[Excerpts of location labeling data]
....
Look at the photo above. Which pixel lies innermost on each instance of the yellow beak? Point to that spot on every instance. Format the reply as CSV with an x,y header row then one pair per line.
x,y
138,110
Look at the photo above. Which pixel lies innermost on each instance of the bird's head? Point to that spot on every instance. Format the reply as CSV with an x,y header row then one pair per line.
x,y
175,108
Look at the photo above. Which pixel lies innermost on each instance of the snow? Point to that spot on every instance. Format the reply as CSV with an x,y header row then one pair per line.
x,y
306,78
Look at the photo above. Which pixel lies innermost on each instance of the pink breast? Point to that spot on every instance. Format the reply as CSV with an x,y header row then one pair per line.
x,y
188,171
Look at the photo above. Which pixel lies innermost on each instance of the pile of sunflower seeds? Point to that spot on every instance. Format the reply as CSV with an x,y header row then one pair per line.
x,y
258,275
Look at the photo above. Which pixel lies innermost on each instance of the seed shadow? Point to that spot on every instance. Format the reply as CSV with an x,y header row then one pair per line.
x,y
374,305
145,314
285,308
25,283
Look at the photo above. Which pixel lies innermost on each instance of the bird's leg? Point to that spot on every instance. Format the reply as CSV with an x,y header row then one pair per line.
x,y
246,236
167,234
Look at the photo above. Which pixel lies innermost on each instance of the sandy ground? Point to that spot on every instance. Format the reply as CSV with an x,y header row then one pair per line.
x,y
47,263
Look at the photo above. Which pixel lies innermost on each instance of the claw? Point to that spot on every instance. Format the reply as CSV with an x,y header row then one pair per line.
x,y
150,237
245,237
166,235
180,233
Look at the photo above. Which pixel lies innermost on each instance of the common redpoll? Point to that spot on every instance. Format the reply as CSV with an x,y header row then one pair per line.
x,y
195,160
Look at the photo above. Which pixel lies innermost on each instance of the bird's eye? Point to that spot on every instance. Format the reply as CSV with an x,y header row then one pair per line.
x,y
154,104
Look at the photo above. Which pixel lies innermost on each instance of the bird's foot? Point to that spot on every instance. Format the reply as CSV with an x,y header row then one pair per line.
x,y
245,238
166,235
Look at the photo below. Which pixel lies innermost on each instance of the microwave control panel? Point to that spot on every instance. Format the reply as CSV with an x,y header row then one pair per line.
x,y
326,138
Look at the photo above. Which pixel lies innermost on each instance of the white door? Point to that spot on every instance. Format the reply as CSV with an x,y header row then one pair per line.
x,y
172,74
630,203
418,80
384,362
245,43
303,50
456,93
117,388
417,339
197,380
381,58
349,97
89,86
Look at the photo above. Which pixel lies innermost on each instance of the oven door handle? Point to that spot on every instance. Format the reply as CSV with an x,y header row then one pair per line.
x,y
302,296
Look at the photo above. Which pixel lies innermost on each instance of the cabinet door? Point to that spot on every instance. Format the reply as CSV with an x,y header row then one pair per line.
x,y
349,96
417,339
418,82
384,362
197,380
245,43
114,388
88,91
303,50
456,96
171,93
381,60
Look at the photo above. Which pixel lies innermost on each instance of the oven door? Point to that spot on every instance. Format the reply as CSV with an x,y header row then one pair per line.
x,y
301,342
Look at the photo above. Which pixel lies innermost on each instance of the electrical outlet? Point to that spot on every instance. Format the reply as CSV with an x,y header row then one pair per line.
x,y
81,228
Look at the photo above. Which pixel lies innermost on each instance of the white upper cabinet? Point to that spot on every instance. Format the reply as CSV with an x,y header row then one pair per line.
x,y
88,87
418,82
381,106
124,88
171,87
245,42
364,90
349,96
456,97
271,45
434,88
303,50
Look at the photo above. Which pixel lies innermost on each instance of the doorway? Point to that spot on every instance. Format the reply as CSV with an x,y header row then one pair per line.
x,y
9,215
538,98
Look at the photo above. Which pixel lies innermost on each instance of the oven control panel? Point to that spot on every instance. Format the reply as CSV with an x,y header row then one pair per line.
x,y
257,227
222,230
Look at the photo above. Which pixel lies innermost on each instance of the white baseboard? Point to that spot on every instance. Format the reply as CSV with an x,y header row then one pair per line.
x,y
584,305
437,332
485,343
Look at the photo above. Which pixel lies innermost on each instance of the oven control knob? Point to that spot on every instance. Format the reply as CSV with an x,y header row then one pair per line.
....
GIVEN PROBLEM:
Can you print the listing above again line for line, leaving nothing out and changing nothing?

REPLY TO THE EXERCISE:
Look at the photo above. Which pixel lies innermost on each instance of the yellow beak? Point to that spot on every instance. Format the reply as CSV with an x,y header row then one pair per line.
x,y
138,110
Look at the photo above. Which pixel lies innermost on each instance of the bird's head? Point to that spot on every instance. Format the reply as CSV with an x,y header row then one pair per line.
x,y
175,108
Look at the photo above. Which pixel lies innermost on each instance of the snow? Point to that spot on every instance. Format the reply as CSV with an x,y header row then one pair per line.
x,y
306,78
Look at the photo above. Which pixel lies innermost on each instance of the pink breast? Point to that spot on every instance. Format the reply as CSV with an x,y header row then one pair per line.
x,y
188,171
Look at the photo above. Which pixel lies innermost on each instance of the pile of sunflower seeds? Point to that spot on every instance. Format the reply as CSV with an x,y header row then one pair per line.
x,y
258,275
Look at the photo above. Which pixel lies innermost on each instance of the seed shadow? Point to that spot on every instance. Format the reply as CSV with an x,y header row then one pair per line.
x,y
374,305
145,314
285,308
25,283
Look at the photo above. Which pixel lies innermost on each instance of the bird's leg? Point to that spot on every instance. Format the reply as CSV with an x,y header row then one pair per line.
x,y
246,236
167,234
Look at the photo above. Which pixel lies innermost on each instance of the sandy ground? Point to that spot on every instance. Format the reply as CSV with an x,y header row then one pair per line.
x,y
47,263
Look at the photo above. Which pixel lies innermost on each instance of the claw? Point to that spot on every instance. Format the reply as CSV with an x,y header row then one pair per line.
x,y
150,237
245,237
166,235
180,233
Look at the photo above. Which pixel lies innermost on each instance of the common redpoll? Point to that spot on every instance. Format the reply as CSV with an x,y header row then one pair per line.
x,y
195,160
Look at the photo above. Which pixel lies innermost on each instance of the bird's eye? Point to that spot on every instance. Format the reply as CSV with an x,y header row then one pair per line.
x,y
154,104
Look at the photo above. Which pixel lies innermost on each instance of the bird's foot? Point to that spot on every instance. Format the reply as CSV with an x,y header row then one pair per line.
x,y
245,238
166,235
Look at the photo below. Which pixel lies innermost on each instance of the microwave control panel? Point to that spot on every instance. Format the reply as CSV with an x,y header row then one pair per line.
x,y
326,138
Look at the photo above. Which pixel lies innermost on each instance of the white door? Point to that spot on every instance. Format the reply as CSV with an x,y header row then one pair per line.
x,y
172,74
630,203
418,80
384,362
245,43
303,50
456,93
117,388
417,339
197,380
381,58
349,97
89,86
Look at the photo above. Which pixel lies innermost on each instance of the oven door handle? Point to that spot on every instance. Format the reply as CSV with an x,y header row then one pair per line.
x,y
302,296
Look at the photo above. Which pixel lies innermost on each instance of the cabinet door? Point to that spot on every instance. Format the reply as CSV with an x,y header row then one pair per line.
x,y
349,96
417,339
418,82
384,362
197,380
245,43
114,388
88,91
303,50
456,96
171,93
381,60
Look at the photo above. Which pixel lies innermost on each instance of the oven door? Point to that spot on every instance. Format the reply as CSV with an x,y header row then one pair per line.
x,y
301,342
Look at the photo above. Which pixel lies innermost on each instance of the electrical outlet? Point to that spot on every instance. Format the reply as CSV with an x,y header row then one pair per line.
x,y
81,228
Look at the photo above. Which pixel lies innermost on each instance of the white upper cabinet? Point to that spot on every instance. Format the reply as CSV with an x,y header row then one pair per line.
x,y
88,87
418,82
381,106
124,88
171,87
245,42
364,90
349,96
456,97
271,45
434,88
303,50
Look at the photo above. Which pixel lies innermost on each instance of the doorway? Point to that spot on every instance. Format the reply as CSV with an x,y header row then one pair per line.
x,y
9,215
538,98
Look at the photo above. Which pixel lies innermost on each instance of the oven control panel? Point to that spot on every instance. Format the reply as CSV with an x,y header row then one pair per line.
x,y
257,227
222,230
Look at the photo above. Which pixel lies innermost on each instance of the white baseboard? Point to that spot on every instance. Format the reply as CSV with an x,y header row then one pair per line.
x,y
584,305
437,332
485,343
Look at the photo above. Which pixel lies innermost on each instance of the oven control knob? Point to that spot on every instance. Format the reply as CSV with an x,y header row then one pair per line.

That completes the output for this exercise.